PROBLEM: List every line in this data where the string "rolled" occurs.

━━━━━ RAW DATA

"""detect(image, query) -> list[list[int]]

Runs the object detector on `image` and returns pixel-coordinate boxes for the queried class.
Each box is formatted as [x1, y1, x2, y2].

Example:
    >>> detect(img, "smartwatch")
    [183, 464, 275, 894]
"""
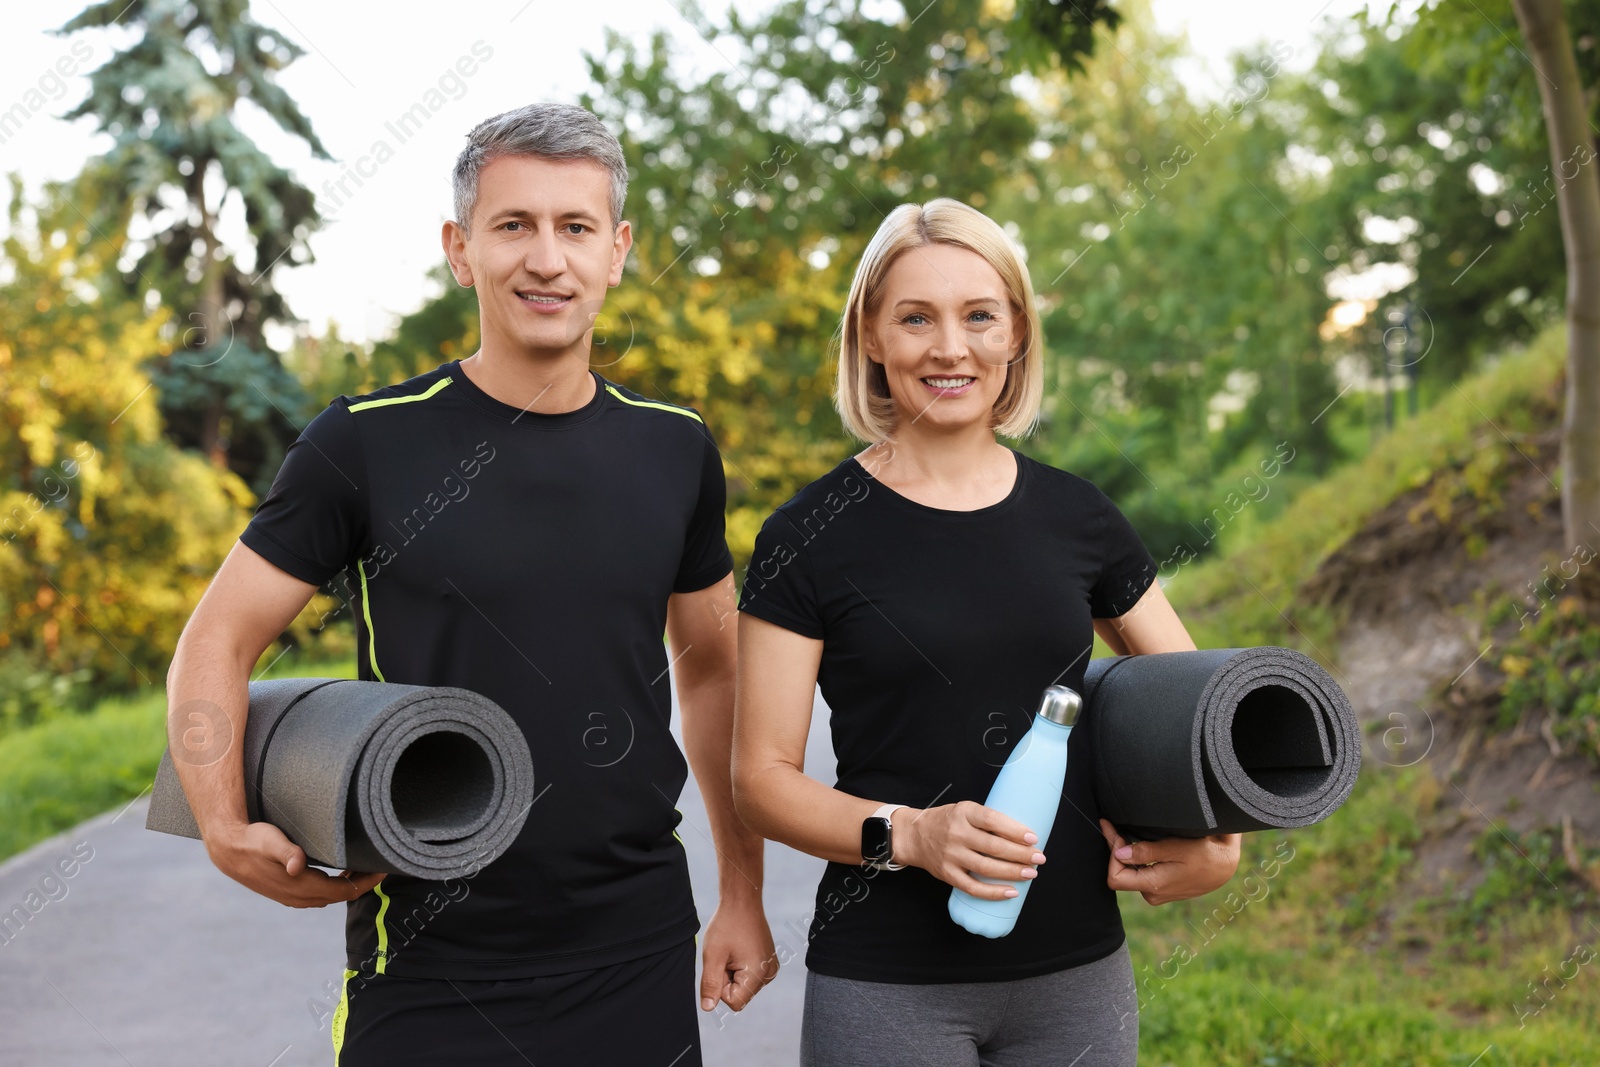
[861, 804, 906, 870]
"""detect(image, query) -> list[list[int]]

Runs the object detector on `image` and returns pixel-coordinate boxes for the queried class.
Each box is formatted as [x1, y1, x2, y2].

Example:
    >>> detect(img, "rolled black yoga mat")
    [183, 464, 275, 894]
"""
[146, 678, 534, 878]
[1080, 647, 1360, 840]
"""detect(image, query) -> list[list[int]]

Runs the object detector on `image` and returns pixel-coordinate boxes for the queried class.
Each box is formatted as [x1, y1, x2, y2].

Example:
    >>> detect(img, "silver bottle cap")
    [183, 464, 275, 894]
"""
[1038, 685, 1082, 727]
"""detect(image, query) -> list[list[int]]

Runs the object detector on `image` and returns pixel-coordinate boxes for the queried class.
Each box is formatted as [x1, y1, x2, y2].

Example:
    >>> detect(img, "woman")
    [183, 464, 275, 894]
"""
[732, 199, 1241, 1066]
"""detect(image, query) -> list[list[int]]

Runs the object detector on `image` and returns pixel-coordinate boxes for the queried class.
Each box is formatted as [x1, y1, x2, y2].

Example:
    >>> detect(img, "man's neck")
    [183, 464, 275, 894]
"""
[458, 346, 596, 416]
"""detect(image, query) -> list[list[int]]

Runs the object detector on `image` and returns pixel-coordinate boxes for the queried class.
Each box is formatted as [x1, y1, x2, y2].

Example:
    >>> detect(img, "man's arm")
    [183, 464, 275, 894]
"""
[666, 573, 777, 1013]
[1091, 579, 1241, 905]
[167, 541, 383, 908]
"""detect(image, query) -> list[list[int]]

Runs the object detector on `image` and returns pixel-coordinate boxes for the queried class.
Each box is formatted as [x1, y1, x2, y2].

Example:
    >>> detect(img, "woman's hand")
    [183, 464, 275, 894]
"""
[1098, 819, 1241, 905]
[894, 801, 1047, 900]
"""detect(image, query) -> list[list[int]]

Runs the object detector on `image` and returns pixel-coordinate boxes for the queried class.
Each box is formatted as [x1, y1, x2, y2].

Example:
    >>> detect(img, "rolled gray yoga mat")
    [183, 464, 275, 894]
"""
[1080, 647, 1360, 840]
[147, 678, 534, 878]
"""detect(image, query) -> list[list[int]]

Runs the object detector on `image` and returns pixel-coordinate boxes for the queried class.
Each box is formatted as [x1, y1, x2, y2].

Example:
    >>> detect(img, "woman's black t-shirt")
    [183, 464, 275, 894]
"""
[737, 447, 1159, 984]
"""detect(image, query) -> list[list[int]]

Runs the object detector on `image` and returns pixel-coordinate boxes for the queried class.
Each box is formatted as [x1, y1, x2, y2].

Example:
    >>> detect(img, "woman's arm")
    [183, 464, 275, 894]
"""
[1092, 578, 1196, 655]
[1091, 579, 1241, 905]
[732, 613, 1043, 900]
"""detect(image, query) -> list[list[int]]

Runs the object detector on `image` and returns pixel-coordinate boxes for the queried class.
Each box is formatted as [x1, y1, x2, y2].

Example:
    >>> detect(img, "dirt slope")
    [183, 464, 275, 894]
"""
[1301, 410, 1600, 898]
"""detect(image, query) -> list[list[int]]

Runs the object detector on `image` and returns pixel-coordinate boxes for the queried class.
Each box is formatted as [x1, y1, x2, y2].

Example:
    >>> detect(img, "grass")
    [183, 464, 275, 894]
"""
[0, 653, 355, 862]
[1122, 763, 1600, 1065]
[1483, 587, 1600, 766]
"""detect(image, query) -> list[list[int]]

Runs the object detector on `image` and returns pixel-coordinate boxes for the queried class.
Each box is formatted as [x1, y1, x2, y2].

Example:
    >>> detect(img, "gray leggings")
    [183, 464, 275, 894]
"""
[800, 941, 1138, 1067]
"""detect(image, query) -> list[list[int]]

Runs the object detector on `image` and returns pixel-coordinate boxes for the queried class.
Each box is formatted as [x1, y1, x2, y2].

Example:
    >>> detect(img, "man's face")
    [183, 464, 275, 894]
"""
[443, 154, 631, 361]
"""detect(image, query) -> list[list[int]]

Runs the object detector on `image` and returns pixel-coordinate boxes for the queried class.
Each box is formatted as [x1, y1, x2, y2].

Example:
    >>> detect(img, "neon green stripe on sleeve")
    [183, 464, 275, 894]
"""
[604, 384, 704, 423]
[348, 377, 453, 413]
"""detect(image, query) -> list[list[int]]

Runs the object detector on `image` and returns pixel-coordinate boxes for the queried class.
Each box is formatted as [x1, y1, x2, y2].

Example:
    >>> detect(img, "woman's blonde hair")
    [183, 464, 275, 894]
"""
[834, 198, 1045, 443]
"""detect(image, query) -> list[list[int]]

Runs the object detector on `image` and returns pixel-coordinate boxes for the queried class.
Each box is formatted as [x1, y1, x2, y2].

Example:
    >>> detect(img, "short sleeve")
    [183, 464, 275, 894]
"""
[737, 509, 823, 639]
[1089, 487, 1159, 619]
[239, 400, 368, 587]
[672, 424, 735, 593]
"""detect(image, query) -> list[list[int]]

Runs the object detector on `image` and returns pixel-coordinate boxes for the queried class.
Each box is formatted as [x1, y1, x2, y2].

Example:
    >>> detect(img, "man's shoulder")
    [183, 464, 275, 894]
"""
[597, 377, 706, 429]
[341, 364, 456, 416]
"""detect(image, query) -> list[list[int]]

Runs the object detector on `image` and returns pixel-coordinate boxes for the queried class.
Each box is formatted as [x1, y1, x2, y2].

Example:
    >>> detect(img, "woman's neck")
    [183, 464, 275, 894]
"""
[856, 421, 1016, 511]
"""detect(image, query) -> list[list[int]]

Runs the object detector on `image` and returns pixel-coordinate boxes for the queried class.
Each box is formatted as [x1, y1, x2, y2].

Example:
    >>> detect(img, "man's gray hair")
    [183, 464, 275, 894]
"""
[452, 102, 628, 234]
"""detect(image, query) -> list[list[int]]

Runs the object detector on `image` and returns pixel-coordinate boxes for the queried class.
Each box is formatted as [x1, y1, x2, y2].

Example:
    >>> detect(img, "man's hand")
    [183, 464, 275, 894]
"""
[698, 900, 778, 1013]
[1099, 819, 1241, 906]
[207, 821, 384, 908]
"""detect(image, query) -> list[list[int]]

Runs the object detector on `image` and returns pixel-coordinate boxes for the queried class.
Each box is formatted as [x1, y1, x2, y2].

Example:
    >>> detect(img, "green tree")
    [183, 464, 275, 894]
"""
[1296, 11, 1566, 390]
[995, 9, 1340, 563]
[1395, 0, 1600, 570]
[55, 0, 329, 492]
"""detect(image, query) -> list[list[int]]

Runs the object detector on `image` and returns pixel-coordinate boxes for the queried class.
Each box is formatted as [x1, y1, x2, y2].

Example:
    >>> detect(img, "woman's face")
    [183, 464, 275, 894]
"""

━━━━━━━━━━

WRITTEN RESPONSE:
    >>> detect(img, "rolled black yoga mat")
    >>> detect(img, "rolled gray yoga mat")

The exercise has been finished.